* _INPUT ROWS_:
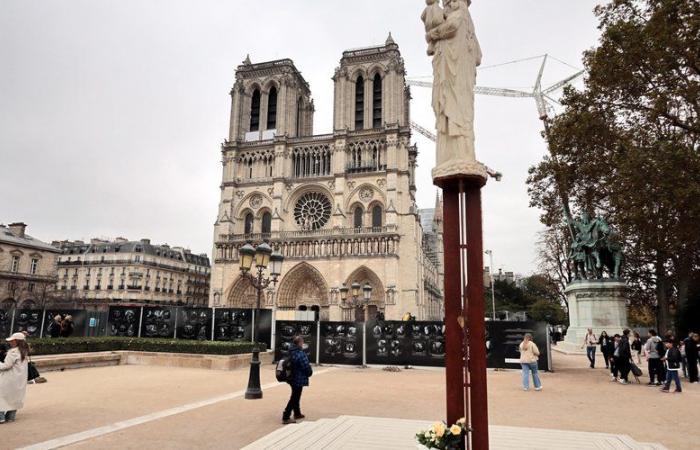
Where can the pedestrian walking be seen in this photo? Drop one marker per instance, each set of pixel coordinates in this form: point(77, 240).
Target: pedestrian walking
point(529, 355)
point(637, 348)
point(623, 356)
point(672, 358)
point(13, 378)
point(301, 371)
point(590, 342)
point(692, 346)
point(654, 350)
point(605, 342)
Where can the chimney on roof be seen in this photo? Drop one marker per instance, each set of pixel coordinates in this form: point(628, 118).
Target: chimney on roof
point(17, 228)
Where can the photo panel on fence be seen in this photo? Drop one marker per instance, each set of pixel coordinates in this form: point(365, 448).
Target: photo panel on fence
point(341, 343)
point(5, 323)
point(388, 342)
point(65, 323)
point(123, 321)
point(427, 344)
point(233, 324)
point(158, 322)
point(29, 321)
point(287, 329)
point(194, 323)
point(503, 343)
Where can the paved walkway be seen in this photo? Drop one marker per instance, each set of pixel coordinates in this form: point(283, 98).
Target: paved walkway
point(129, 407)
point(360, 433)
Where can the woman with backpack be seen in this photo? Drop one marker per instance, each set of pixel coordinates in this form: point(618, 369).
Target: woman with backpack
point(529, 355)
point(13, 377)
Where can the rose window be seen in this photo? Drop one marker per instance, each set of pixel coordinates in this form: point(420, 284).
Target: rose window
point(312, 211)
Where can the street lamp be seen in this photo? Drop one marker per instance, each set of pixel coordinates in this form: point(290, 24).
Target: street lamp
point(263, 256)
point(493, 292)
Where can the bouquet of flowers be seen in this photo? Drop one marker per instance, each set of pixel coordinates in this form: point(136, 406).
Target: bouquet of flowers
point(440, 436)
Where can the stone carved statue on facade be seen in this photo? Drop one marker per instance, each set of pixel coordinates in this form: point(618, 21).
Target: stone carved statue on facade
point(457, 54)
point(595, 248)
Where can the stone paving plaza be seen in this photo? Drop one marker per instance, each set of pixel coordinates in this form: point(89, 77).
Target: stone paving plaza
point(157, 407)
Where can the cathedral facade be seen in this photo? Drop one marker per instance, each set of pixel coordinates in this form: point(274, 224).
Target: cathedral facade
point(340, 207)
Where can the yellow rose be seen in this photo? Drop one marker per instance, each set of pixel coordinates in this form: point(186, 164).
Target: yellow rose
point(439, 429)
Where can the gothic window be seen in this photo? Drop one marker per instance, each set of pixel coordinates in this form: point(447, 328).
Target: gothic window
point(248, 224)
point(312, 211)
point(255, 111)
point(360, 103)
point(272, 109)
point(377, 101)
point(357, 217)
point(266, 222)
point(377, 216)
point(299, 110)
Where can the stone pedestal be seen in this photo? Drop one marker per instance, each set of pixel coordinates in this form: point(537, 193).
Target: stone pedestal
point(597, 304)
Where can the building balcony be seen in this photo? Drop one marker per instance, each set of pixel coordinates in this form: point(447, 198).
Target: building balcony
point(327, 242)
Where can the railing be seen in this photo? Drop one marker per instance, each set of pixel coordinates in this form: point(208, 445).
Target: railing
point(309, 234)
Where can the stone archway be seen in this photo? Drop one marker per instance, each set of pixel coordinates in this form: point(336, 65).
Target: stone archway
point(303, 285)
point(377, 301)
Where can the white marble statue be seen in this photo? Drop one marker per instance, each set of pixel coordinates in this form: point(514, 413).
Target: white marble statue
point(457, 55)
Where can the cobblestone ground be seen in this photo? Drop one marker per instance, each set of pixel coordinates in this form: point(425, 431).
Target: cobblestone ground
point(574, 398)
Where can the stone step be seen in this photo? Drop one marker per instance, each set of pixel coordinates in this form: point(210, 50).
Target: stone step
point(353, 432)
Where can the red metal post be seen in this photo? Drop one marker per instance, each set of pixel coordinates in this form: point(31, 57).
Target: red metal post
point(478, 398)
point(454, 335)
point(463, 249)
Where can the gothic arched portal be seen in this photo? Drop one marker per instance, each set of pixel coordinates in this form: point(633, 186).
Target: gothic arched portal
point(303, 285)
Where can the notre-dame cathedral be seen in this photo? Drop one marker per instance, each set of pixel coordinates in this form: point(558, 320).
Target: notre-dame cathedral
point(340, 207)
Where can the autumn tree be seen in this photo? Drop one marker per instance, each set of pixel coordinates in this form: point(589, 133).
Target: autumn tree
point(627, 145)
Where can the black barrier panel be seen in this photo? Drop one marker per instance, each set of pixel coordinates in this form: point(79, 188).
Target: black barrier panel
point(5, 323)
point(427, 344)
point(232, 324)
point(503, 340)
point(28, 320)
point(265, 327)
point(341, 343)
point(194, 323)
point(158, 322)
point(286, 330)
point(388, 342)
point(71, 323)
point(123, 321)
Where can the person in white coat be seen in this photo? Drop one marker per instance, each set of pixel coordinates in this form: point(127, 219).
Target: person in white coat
point(13, 377)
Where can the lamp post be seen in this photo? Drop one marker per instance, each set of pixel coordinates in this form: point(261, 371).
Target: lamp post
point(263, 256)
point(354, 290)
point(493, 289)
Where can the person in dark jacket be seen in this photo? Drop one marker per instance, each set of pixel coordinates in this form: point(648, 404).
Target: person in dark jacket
point(691, 354)
point(605, 342)
point(301, 371)
point(673, 366)
point(623, 355)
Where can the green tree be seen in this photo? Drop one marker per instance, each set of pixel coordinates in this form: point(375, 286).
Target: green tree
point(628, 145)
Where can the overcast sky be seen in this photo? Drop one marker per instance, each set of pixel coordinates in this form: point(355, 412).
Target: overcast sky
point(112, 111)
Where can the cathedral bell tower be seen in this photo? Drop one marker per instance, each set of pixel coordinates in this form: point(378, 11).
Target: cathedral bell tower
point(270, 99)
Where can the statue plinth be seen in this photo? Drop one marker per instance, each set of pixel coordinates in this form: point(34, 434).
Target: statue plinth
point(598, 304)
point(459, 169)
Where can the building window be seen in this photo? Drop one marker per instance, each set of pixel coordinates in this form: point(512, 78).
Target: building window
point(15, 263)
point(248, 224)
point(255, 111)
point(272, 109)
point(35, 265)
point(266, 222)
point(377, 101)
point(357, 217)
point(377, 216)
point(360, 103)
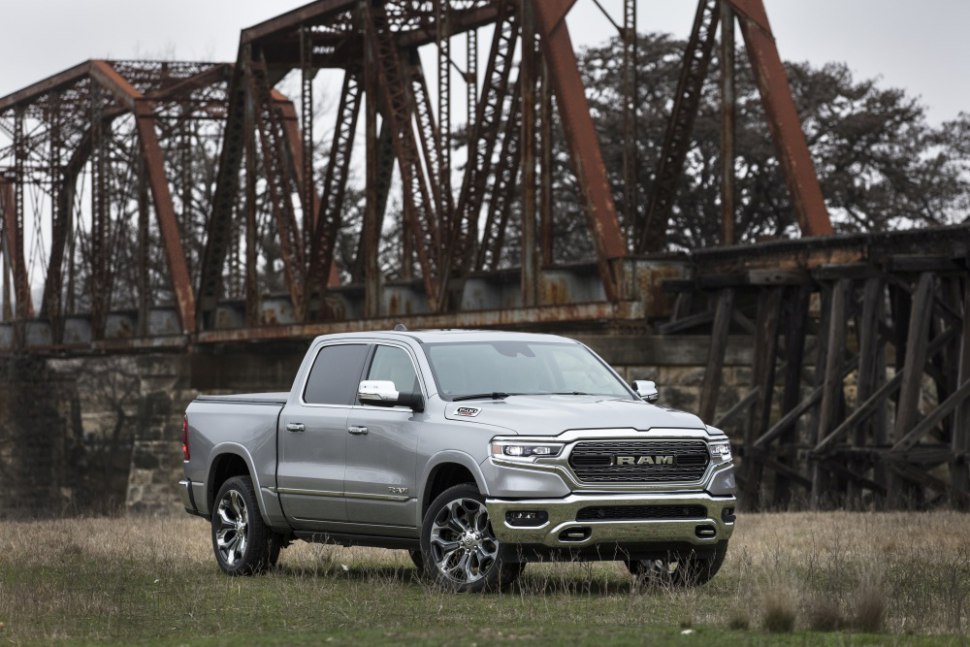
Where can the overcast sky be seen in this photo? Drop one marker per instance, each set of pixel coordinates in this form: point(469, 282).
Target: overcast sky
point(921, 46)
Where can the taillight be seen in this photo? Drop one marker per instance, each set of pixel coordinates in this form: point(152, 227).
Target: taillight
point(185, 437)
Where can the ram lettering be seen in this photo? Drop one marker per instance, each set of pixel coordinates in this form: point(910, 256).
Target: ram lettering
point(477, 452)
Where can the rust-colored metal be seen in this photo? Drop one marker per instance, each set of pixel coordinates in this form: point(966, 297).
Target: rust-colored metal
point(728, 108)
point(367, 252)
point(278, 172)
point(330, 218)
point(13, 246)
point(581, 139)
point(786, 130)
point(631, 187)
point(528, 77)
point(144, 111)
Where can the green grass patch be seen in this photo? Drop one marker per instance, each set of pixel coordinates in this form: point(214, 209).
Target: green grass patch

* _SET EXERCISE_:
Copy all of the rows above word for word, leaving out the pictures.

* _RESPONSE BELOW_:
Where can the pedestrian walking be seen in this photo? Drop one marker per instance, each set of pixel coordinates in this form: point(77, 240).
Target: pedestrian walking
point(529, 355)
point(637, 348)
point(623, 356)
point(672, 358)
point(13, 378)
point(301, 371)
point(590, 342)
point(692, 346)
point(654, 350)
point(605, 342)
Where can the chimney on roof be seen in this photo? Drop one marker per instance, each set of pixel coordinates in this form: point(628, 118).
Target: chimney on roof
point(17, 228)
Where can the photo panel on fence be seen in this photo? Drop one marker per instance, each set of pixel coordinates in this form: point(365, 448).
Target: photo panel on fence
point(341, 343)
point(5, 323)
point(388, 342)
point(65, 323)
point(123, 321)
point(427, 344)
point(233, 324)
point(158, 322)
point(29, 321)
point(287, 329)
point(194, 323)
point(503, 343)
Where can the paved walkway be seen in this photo? Drop one marker per instance, each set of pixel coordinates in this form: point(283, 98).
Target: paved walkway
point(129, 407)
point(360, 433)
Where can the woman with backpack be seen in this photo? Drop one marker per instance, each set of pixel coordinates in this form: point(618, 369).
Target: woman with backpack
point(529, 355)
point(13, 377)
Where can the rose window be seen in this photo? Drop one marker per instance, each set of pixel coordinates in this form: point(420, 284).
Target: rose window
point(312, 211)
Where can the street lamp be seen in this photo? Drop one marker per instance, each set of pixel coordinates in this form: point(290, 24).
Target: street lamp
point(263, 256)
point(493, 292)
Where can the bouquet of flowers be seen in this photo? Drop one marker per instance, each set of pixel coordinates in this form: point(136, 406).
Target: bouquet of flowers
point(440, 436)
Where can the stone carved statue on facade be seen in this photo? Drop one marker per instance, each set of pixel coordinates in this form: point(618, 21).
Target: stone carved statue on facade
point(457, 54)
point(595, 248)
Where can the stone paving plaza be seen in this photo? Drop one marker per instance, each set of pixel coordinates in this form: point(89, 77).
Target: stone paving plaza
point(157, 407)
Where can the cathedral facade be seen in this photo? Drop one marker per instance, each set of pixel coordinates in this form: point(274, 224).
Target: cathedral facade
point(340, 207)
Where can the yellow rose be seen in this photo? Drop one marker per instance, each set of pixel coordinates in this form: point(186, 164).
Target: yellow rose
point(439, 429)
Where can the gothic window be seen in this photo? Drop one marker per instance, each set of pixel coordinates in this form: point(447, 328).
Target: gothic window
point(248, 224)
point(312, 211)
point(255, 111)
point(360, 103)
point(272, 109)
point(377, 101)
point(357, 217)
point(266, 222)
point(377, 216)
point(299, 110)
Where can the stone pedestal be seen in this photo? Drop one marker per instance, each set of pixel coordinates in this form: point(537, 193).
Target: stone pedestal
point(597, 304)
Where can the building balcony be seen in this photo? Drop one marker per instance, each set of pixel coordinates in this form: point(447, 198).
Target: building balcony
point(327, 242)
Where can the railing be seen in this photo? Drop one marker per instance, each set of pixel coordinates in this form: point(208, 445).
Target: railing
point(309, 234)
Where can the stone archway be seen in this photo? Drop one marker per instance, each set of pixel coordinates in this form: point(336, 65).
Target: stone archway
point(303, 285)
point(377, 301)
Where can the white marble statue be seen in this photo? Drop one marker per instance, each set of pixel coordinates in this form: point(514, 413).
Target: white marble statue
point(457, 55)
Where can the cobblestone ground be seen in this photo? Drop one marker per instance, each set of pixel coordinates in this form: point(425, 431).
Target: cobblestone ground
point(574, 398)
Where can the stone step be seen in this photo? Drop one marker per instance, each set of pixel coordinates in this form: point(210, 50).
Target: stone step
point(353, 432)
Where can the red metal post be seen in this photo? Drop one marker per instance, each set of pixel coordinates in this form: point(31, 57).
Target: red metal post
point(478, 398)
point(454, 335)
point(463, 249)
Where can the gothic arched portal be seen in this photo? Drop one marker per instance, each set of pixel coordinates in this form: point(633, 186).
Target: gothic arched portal
point(303, 285)
Where can the notre-dame cathedral be seen in this photo? Drop one marker per instance, each set of pixel coordinates in this form: point(558, 320).
Target: notre-dame cathedral
point(340, 207)
Where can the autumn tree be seen in this photo? Drop one marker per instance, each set of pixel coordinates in this form: point(589, 133).
Target: autumn tree
point(627, 145)
Where can the black barrier panel be seen in this photo? Drop one marker per instance, each set of pixel coordinates in this form: point(79, 188).
Target: black barrier panel
point(5, 323)
point(427, 344)
point(232, 324)
point(503, 340)
point(28, 320)
point(265, 327)
point(341, 343)
point(194, 323)
point(158, 322)
point(286, 330)
point(388, 342)
point(71, 323)
point(123, 321)
Where can the person in white coat be seen in this photo? Drop one marker per instance, each set of pixel coordinates in this form: point(127, 219).
Target: person in white coat
point(13, 377)
Where can the lamp post be seen in this photo? Drop one marker per instance, each set of pixel coordinates in this form: point(261, 371).
Target: lamp post
point(263, 256)
point(354, 290)
point(493, 289)
Where can the person in dark jacket be seen in this photo? Drop one marker per instance, each set of pixel coordinates in this form: point(648, 404).
Target: person in dark jacket
point(691, 354)
point(605, 342)
point(301, 371)
point(673, 366)
point(623, 355)
Where can the green tree be seen in this photo? Drop one marker per instance, each set of pixel coordinates in this form: point(375, 286).
Target: green tree
point(628, 145)
Where can the overcast sky be seen in this photo? Drop one marker per instance, each set of pixel coordinates in this form: point(355, 412).
Target: overcast sky
point(112, 111)
Where can the cathedral bell tower be seen in this photo? Drop one marker per instance, each set of pixel coordinates in this form: point(378, 11).
Target: cathedral bell tower
point(270, 99)
Where can the statue plinth be seen in this photo? Drop one marker per instance, each set of pixel coordinates in this form: point(34, 434).
Target: statue plinth
point(598, 304)
point(459, 169)
Where can the building window be seen in this photo? Drop one marker per instance, each set of pixel coordinates in this form: point(512, 78).
Target: building window
point(15, 263)
point(248, 224)
point(255, 111)
point(272, 109)
point(35, 265)
point(266, 222)
point(377, 101)
point(357, 217)
point(377, 216)
point(360, 103)
Where can the overcast sky be seen in this photo? Drop one marker per instance, each set of pixel coordinates in this form: point(469, 282).
Target: overcast sky
point(921, 46)
Where can the taillight be seen in this photo? Drop one marker per instance, each set of pixel coordinates in this form: point(152, 227).
Target: taillight
point(185, 437)
Where can the ram lettering be seen in this photo? Drop one marker per instance, each set of pixel coordinates in this form: point(910, 256).
Target: ram lettering
point(477, 452)
Where can the rust-colored metal be seen in this photo? Drop one marker per instance, each set of pixel coordinates in this form: point(966, 297).
Target: rust-colored metal
point(728, 108)
point(367, 252)
point(278, 172)
point(330, 218)
point(13, 246)
point(581, 139)
point(786, 130)
point(631, 187)
point(528, 77)
point(144, 111)
Where can the green grass patch be seen in this photo? Drop one marker per instance, each set of pixel coordinates in this form: point(214, 209).
Target: green grass patch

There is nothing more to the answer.